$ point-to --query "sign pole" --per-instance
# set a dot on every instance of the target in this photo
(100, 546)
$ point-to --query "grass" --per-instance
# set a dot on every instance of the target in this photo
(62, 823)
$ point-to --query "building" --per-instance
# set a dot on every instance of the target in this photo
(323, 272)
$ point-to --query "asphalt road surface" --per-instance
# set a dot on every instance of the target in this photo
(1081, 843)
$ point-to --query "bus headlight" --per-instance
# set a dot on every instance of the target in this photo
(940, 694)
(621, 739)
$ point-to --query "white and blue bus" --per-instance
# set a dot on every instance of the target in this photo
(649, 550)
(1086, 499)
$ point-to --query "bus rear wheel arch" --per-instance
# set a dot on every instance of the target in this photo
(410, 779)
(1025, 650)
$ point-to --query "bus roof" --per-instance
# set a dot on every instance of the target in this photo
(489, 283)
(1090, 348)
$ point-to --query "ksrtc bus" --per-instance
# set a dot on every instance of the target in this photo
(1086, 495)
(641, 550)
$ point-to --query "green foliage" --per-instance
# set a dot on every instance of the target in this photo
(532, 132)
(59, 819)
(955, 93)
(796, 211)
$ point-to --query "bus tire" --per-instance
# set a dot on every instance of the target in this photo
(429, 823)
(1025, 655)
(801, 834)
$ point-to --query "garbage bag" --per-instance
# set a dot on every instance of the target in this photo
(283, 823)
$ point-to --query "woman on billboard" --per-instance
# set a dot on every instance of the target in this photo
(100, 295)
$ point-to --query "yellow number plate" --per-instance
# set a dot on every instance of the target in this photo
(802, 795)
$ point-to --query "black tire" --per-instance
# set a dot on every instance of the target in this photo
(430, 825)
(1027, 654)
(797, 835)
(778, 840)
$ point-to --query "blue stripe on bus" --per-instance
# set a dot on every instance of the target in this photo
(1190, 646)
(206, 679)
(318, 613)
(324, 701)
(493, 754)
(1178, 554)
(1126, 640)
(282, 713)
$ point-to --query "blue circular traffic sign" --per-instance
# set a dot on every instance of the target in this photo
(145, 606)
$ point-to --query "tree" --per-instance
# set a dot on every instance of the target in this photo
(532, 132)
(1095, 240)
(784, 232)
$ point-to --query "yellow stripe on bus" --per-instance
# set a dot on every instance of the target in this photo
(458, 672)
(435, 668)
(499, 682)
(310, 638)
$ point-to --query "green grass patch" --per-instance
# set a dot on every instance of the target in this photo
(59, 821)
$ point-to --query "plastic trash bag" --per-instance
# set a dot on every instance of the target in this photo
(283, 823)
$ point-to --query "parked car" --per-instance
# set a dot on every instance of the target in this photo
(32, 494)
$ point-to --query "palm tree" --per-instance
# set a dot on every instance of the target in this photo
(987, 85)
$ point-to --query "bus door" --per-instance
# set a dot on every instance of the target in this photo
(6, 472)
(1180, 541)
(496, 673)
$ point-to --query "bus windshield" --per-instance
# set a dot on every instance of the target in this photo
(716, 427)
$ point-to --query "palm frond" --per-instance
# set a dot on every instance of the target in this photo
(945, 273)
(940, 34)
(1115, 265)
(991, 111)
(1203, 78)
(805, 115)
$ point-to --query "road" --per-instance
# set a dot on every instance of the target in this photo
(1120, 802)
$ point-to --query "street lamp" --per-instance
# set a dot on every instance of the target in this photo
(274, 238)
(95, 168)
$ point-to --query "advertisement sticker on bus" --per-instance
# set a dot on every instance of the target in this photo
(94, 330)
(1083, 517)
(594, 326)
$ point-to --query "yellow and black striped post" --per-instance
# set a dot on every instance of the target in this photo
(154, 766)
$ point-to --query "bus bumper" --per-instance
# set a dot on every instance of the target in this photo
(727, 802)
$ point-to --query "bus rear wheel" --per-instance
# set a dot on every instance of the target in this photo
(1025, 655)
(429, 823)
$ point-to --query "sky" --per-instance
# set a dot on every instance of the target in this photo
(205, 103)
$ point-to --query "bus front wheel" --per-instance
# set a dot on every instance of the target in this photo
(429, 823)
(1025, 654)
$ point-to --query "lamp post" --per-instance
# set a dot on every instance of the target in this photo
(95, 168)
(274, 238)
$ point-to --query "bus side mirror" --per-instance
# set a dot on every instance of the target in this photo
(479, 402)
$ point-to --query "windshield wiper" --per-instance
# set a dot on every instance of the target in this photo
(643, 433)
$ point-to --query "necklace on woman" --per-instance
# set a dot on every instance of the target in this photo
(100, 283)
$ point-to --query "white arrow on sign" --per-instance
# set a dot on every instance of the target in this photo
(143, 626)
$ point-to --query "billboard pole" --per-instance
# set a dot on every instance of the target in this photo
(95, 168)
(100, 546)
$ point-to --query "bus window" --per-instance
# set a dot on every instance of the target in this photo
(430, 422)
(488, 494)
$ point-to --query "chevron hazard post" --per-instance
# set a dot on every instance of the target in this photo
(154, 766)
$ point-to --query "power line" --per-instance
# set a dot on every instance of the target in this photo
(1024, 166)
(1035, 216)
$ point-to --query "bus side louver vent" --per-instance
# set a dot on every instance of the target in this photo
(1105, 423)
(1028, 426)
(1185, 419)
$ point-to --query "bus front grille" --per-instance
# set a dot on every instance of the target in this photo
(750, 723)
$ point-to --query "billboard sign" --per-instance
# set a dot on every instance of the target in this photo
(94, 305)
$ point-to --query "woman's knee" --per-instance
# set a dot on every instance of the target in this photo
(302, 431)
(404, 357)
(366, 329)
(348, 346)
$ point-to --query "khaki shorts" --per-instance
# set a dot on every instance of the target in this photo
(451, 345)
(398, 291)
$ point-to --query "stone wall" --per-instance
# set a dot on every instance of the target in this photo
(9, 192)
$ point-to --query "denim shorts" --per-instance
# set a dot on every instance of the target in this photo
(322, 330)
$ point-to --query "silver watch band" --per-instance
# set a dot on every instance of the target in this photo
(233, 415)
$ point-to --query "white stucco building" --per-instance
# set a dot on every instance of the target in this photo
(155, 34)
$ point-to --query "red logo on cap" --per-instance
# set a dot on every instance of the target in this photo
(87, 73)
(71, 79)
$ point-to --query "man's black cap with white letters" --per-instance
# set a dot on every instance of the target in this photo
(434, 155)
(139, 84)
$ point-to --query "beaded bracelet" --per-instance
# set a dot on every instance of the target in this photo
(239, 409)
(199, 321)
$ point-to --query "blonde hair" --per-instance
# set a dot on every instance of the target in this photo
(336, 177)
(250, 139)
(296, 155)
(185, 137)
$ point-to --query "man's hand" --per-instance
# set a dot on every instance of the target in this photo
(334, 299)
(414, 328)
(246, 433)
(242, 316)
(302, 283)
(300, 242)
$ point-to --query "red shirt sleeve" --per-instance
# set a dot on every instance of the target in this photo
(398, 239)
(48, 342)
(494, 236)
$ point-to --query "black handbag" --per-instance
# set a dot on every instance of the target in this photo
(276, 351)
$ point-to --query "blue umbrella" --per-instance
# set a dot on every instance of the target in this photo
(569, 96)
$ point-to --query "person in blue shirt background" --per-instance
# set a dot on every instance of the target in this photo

GIVEN INSTRUCTION: Produce a verbatim transcription of the entries above.

ANSWER TO THIS EXERCISE:
$ point-to --query "sign pole" --per-instance
# set a dot on every instance of the target in this photo
(100, 546)
$ point-to --query "grass" --per-instance
# set a dot on every instance of the target in this photo
(62, 823)
$ point-to --query "building" --per-instance
# set a dot on every instance of the target in this photo
(323, 272)
$ point-to --query "asphalt road surface" --per-instance
# set a dot on every instance of the target in this photo
(1081, 843)
$ point-to --query "bus headlight" --per-instance
# set a dot on every instance of the target in this photo
(940, 694)
(621, 739)
$ point-to --query "white and blue bus" --per-instance
# set a dot on every instance of the target in this photo
(649, 550)
(1086, 499)
$ point-to --query "bus rear wheel arch" --per-instance
# set a dot on every instance of the target in this photo
(410, 779)
(1025, 650)
$ point-to --query "bus roof" --per-instance
# set a dot on every instance of the target in this photo
(489, 283)
(1090, 348)
$ point-to --query "ksrtc bus" --per-instance
# set a dot on every instance of the target in this photo
(1086, 495)
(641, 550)
$ point-to --query "green foliage" --per-instance
# set a dot on every instance of the target in this photo
(532, 132)
(59, 819)
(955, 93)
(796, 211)
$ point-to --query "bus tire" --per-instance
# set a dot on every instance of the target in this photo
(429, 823)
(1025, 655)
(801, 834)
$ point-to --query "garbage bag" --per-instance
# set a dot on every instance of the target in this photo
(283, 823)
$ point-to --query "woman on billboard" --per-instance
# set a dot on every instance of the target in this photo
(100, 295)
$ point-to --query "yellow number plate" --per-instance
# set a dot on every instance of the target in this photo
(802, 795)
$ point-to --query "black tire" --per-instance
# set a dot on every instance of the target in this photo
(430, 825)
(1027, 654)
(797, 835)
(778, 840)
$ point-to --query "blue stripe on bus" --per-instance
# set a dot on every instance of the target in this photo
(1190, 646)
(206, 679)
(318, 613)
(324, 701)
(493, 754)
(1178, 554)
(1126, 640)
(282, 713)
$ point-to --query "blue circular traffic sign" --per-instance
# set a dot on every instance of the target in this photo
(145, 606)
$ point-to --query "tree" --per-instance
# set a dot on every instance of the target in this photo
(532, 132)
(1095, 240)
(784, 232)
$ point-to --query "yellow stripe on bus" --per-instance
# set a dot on every instance of the target in this photo
(458, 672)
(435, 668)
(499, 682)
(310, 638)
$ point-to --query "green grass patch" --per-instance
# set a dot on every instance of the target in this photo
(59, 821)
$ point-to --query "plastic trash bag" --per-instance
# set a dot on every instance of the target in this photo
(283, 823)
$ point-to --query "parked car" --per-instance
# set a dot on every instance of the target in this photo
(32, 494)
$ point-to --query "palm tree" --per-instance
# set a dot on every instance of the target in this photo
(987, 85)
$ point-to --query "bus door" --per-instance
# set a dot on every instance of the target in this photo
(6, 472)
(1180, 541)
(496, 673)
$ point-to --query "bus windshield" --per-instance
# set a dot on every instance of the target in this photo
(716, 427)
$ point-to --query "palm frond" --per-instance
# set a dot on every instance of the target in this photo
(945, 273)
(940, 34)
(1115, 265)
(991, 111)
(1203, 78)
(805, 115)
$ point-to --query "road" --per-instance
# set a dot on every instance of the target in this photo
(1120, 802)
$ point-to --query "street lamp" --per-instance
# set a dot on every instance of the target in this photo
(274, 238)
(95, 168)
$ point-to --query "advertisement sticker on bus" --per-instance
# set a dot on every instance of the target in this photo
(94, 330)
(1083, 517)
(594, 326)
$ point-to --query "yellow and black striped post" --per-instance
# set a dot on every instance of the target in this photo
(154, 766)
$ point-to --query "bus bumper" --per-instance
# set a dot on every instance of the target in this photo
(727, 802)
$ point-to --query "bus rear wheel" --per-instance
# set a dot on every instance of the target in this photo
(1025, 655)
(429, 823)
$ point-to --query "sky" --per-instance
# set a dot on every instance of the target in this photo
(205, 103)
$ point-to --query "bus front wheel" --per-instance
# set a dot on every instance of the target in this photo
(429, 823)
(1025, 654)
$ point-to --query "lamp post" --per-instance
# set a dot on every instance of the target in this photo
(95, 168)
(274, 238)
$ point-to --query "bus side mirror" --per-instance
# set a dot on every instance of the target in this photo
(479, 402)
$ point-to --query "windshield wiper" --per-instance
# set a dot on every instance of the target in this photo
(643, 433)
$ point-to --query "necklace on woman" --per-instance
# set a dot on every instance of the target in this photo
(100, 283)
$ point-to --query "white arrow on sign" --per-instance
# set a dot on every instance of the target in this photo
(143, 626)
$ point-to --query "billboard pole" --per-instance
# set a dot on every instance of the target in this photo
(95, 168)
(100, 546)
$ point-to --query "bus window" --per-instance
# set a dot on every instance of the target in this photo
(430, 422)
(488, 494)
$ point-to --query "chevron hazard post" --per-instance
# set a dot on every instance of the target in this photo
(154, 766)
$ point-to --query "power line" --per-instance
# set a dot on every instance of the target in this photo
(1024, 166)
(1035, 216)
$ point-to --query "bus side louver vent" --per-instance
# set a dot on every instance of the target in this photo
(1105, 423)
(1028, 426)
(1185, 419)
$ point-to --query "bus front grille" --per-instance
# set a dot on every instance of the target in this photo
(750, 723)
$ point-to --query "billboard sign" --per-instance
# set a dot on every instance of the target in this photo
(94, 305)
$ point-to --query "woman's knee" --per-instance
# set a dot on every instance of the target in this photo
(302, 431)
(404, 357)
(366, 329)
(348, 346)
$ point-to --query "khaki shorts" --per-instance
# set a dot on every instance of the target in this photo
(451, 345)
(398, 291)
$ point-to --query "stone wall" --per-instance
# set a dot on every instance of the target in this photo
(9, 192)
$ point-to --query "denim shorts" --per-instance
# set a dot on every instance of the target in this photo
(322, 330)
$ point-to --query "silver watch band" --per-instance
# set a dot on every instance of the target in this photo
(233, 415)
$ point-to --query "white stucco building" --per-instance
# set a dot on every instance of the target in this photo
(155, 34)
$ point-to --query "red logo on cap" --per-instance
# set a dot on every instance of the target in this photo
(87, 73)
(71, 79)
$ point-to --query "man's black cap with white letters" --per-instance
# set a dot on every instance of the target in this photo
(434, 155)
(139, 84)
$ point-to --query "beaded bracelet" --per-instance
# set a dot on every instance of the target in this photo
(239, 409)
(199, 321)
$ point-to --query "blonde hair" --per-instance
# set a dot on every instance of the target in this photo
(336, 177)
(250, 139)
(296, 155)
(185, 137)
$ point-to --query "man's hand" --per-instance
# set a dot on every instance of the target in this photo
(334, 299)
(414, 328)
(246, 433)
(242, 316)
(302, 283)
(300, 242)
$ point-to --query "red shirt sleeve" --per-instance
# set a dot on every instance of the target in this photo
(398, 239)
(48, 342)
(494, 236)
$ point-to --query "black handbag" --per-instance
# set a dot on every instance of the target in this photo
(276, 351)
$ point-to --query "blue umbrella" --per-instance
# set a dot on every instance of the target in this photo
(569, 96)
$ point-to --query "person in blue shirt background" --per-instance
# set a dot on every instance of the target in this photo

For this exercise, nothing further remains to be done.